(Aim of the exercise) Reproduce the data exactly; no word may be added or dropped.

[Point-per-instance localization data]
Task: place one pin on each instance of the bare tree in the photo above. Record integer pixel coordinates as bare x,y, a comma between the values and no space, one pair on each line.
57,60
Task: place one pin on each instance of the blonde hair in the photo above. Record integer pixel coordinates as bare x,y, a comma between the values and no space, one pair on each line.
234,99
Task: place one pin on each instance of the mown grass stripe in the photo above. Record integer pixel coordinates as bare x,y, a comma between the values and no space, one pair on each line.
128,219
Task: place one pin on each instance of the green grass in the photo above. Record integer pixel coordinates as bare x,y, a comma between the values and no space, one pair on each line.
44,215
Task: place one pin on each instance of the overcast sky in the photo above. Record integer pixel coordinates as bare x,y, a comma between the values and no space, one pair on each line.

(Reply to the exercise)
Task: place one pin on each instance of the bare tree in the photo above. Record integer pixel coordinates as bare x,y, a comma between the values and no space, one pair on each line.
57,60
Task: place one pin on each instance of the blonde hair in the photo above. Record integer pixel coordinates as bare x,y, a comma between the values and no space, one pair on each line.
234,99
Task: place one pin on each instance of the mown grass stripe in the photo above. Record integer pixel coordinates as bare x,y, a comma between the values and no space, one pair on each line.
128,219
Task: place one pin on each instance of the green grass in the photo above. Record integer pixel coordinates as bare x,y, a comma between the values and no space, one pair on each line.
44,215
Task: place one pin on each instance of the overcast sky in the photo above. Record integer pixel coordinates as bare x,y, a comma between the values and no space, one pair on each line.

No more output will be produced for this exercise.